TASK DIRECTIONS
In the material below, reproduce word for word the part that opens with the line containing "Exercise. Point to the gray floor" and runs through the last line of the material, including both ends.

....................

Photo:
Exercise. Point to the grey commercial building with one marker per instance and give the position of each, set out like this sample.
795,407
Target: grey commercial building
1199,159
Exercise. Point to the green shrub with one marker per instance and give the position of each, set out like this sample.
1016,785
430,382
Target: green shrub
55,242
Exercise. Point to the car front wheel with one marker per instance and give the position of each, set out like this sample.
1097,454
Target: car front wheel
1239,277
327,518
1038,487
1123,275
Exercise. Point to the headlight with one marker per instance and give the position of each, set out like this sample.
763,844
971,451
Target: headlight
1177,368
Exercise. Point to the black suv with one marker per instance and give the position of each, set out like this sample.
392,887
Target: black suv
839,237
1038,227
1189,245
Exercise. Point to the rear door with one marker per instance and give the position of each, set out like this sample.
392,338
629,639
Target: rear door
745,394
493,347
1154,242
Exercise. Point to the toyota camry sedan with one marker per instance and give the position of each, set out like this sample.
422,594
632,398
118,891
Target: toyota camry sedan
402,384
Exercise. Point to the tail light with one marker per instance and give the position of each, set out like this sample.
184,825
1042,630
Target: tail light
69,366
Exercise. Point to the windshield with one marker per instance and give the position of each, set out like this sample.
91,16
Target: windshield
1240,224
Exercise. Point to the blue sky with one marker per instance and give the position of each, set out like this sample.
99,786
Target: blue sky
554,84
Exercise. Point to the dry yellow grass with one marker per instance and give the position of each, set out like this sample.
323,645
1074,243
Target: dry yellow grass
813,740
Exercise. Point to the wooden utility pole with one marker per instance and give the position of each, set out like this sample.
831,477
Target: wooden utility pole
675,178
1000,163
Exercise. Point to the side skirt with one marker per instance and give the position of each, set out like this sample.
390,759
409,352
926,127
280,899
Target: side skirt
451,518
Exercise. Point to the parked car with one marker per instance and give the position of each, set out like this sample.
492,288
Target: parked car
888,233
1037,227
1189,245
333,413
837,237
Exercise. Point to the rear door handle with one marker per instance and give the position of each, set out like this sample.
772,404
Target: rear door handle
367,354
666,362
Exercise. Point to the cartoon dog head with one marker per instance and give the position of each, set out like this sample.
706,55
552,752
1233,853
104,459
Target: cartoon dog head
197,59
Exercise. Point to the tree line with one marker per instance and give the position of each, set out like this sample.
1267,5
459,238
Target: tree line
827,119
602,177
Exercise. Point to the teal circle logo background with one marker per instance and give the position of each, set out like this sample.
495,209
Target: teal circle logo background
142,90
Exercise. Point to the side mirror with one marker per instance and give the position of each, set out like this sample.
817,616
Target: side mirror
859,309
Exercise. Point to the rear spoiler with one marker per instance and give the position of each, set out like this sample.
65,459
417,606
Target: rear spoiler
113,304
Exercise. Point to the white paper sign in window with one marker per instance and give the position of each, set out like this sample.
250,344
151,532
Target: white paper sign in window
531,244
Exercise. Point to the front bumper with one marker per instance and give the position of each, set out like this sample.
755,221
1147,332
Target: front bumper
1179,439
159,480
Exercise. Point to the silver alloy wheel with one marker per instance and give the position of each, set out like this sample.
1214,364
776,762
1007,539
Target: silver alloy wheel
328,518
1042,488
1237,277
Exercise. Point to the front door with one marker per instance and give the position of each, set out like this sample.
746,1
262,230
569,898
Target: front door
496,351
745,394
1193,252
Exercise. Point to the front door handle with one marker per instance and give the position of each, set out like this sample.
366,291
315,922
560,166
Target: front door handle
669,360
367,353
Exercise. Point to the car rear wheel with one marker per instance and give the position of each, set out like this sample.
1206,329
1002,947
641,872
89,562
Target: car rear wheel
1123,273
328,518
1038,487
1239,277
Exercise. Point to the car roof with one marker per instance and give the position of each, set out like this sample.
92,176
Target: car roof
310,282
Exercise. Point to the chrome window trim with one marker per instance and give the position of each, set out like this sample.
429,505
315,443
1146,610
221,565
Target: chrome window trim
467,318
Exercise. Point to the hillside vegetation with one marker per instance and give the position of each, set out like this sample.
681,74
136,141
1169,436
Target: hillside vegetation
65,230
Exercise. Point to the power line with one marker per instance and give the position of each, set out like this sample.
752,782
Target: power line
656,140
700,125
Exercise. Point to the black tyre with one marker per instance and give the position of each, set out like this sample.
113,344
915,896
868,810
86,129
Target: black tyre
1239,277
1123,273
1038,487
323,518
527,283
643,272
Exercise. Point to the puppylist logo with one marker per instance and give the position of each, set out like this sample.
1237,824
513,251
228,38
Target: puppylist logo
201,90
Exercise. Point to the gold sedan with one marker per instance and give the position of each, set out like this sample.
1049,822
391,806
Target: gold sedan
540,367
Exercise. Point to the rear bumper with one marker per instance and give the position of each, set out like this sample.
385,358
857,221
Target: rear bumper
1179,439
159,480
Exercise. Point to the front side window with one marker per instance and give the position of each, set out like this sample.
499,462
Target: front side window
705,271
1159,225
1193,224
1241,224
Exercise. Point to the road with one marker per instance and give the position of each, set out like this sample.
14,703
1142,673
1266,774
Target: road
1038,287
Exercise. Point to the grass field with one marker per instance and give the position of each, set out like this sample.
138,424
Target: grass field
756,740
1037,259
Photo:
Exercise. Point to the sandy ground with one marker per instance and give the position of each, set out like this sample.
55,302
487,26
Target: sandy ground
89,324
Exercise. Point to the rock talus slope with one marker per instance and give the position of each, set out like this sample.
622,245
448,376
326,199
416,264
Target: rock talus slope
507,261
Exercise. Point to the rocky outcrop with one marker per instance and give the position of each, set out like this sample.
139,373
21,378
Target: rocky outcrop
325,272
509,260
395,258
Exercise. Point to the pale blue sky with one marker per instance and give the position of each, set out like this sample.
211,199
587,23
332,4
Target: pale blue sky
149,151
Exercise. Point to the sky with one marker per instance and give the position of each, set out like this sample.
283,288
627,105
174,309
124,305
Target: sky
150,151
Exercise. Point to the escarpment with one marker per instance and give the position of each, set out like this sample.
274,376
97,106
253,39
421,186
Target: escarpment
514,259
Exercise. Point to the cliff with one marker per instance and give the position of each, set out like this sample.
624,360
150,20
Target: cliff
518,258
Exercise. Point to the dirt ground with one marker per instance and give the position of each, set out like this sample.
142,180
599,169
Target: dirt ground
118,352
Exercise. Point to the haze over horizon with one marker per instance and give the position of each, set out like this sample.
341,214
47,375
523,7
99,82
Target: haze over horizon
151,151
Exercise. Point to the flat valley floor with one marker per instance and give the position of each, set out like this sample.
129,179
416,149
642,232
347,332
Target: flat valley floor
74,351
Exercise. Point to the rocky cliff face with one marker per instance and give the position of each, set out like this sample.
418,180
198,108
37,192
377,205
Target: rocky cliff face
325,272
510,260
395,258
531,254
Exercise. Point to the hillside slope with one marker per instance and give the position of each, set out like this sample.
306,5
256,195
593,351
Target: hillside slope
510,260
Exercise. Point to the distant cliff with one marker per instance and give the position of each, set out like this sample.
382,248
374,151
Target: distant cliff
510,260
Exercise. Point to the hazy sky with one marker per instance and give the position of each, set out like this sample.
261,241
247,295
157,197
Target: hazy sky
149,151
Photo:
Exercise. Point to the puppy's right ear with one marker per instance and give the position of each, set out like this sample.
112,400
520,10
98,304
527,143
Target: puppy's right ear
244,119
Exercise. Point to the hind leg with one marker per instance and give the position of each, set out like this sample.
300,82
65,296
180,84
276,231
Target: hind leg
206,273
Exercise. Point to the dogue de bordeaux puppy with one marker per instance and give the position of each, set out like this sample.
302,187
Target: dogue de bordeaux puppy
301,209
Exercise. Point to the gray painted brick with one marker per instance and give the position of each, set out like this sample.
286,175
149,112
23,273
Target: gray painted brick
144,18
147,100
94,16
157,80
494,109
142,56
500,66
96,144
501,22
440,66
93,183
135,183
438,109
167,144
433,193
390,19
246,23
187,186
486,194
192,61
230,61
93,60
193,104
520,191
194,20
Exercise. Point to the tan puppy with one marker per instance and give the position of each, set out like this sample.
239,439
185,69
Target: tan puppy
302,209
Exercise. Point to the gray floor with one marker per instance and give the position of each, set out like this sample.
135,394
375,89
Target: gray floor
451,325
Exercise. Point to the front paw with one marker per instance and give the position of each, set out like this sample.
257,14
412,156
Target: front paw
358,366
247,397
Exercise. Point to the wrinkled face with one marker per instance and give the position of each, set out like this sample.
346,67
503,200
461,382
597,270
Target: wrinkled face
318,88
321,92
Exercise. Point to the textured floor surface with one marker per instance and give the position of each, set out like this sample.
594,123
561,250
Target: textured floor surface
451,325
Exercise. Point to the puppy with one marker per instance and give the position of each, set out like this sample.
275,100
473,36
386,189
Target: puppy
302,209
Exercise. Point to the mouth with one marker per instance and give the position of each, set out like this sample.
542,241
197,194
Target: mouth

....................

SOLUTION FOR THIS TASK
Exercise. Point to the gray floor with one marker per instance and give the position of each, set out like this sample.
135,394
375,89
Target: gray floor
451,325
Exercise. Point to the front paw with one marker per instance and give the position of each, set out like this sample.
257,14
412,156
Target: front paw
358,366
247,397
Exercise. Point to the wrinkled face with one marker per instance and give the position of each, set out like this sample.
346,67
503,200
461,382
597,270
Target: wrinkled face
318,88
321,92
Exercise. Point to the textured floor surface with one marker per instance and give the position of each, set out like this sample.
594,123
561,250
Target: textured floor surface
451,325
Exercise. Point to the puppy with one marker per instance and give the position of each, set out like this sample.
275,100
473,36
386,189
Target: puppy
302,209
Exercise. Point to the mouth with one marker per instance and give the position of each, set out like this sample.
542,241
197,194
Target: mouth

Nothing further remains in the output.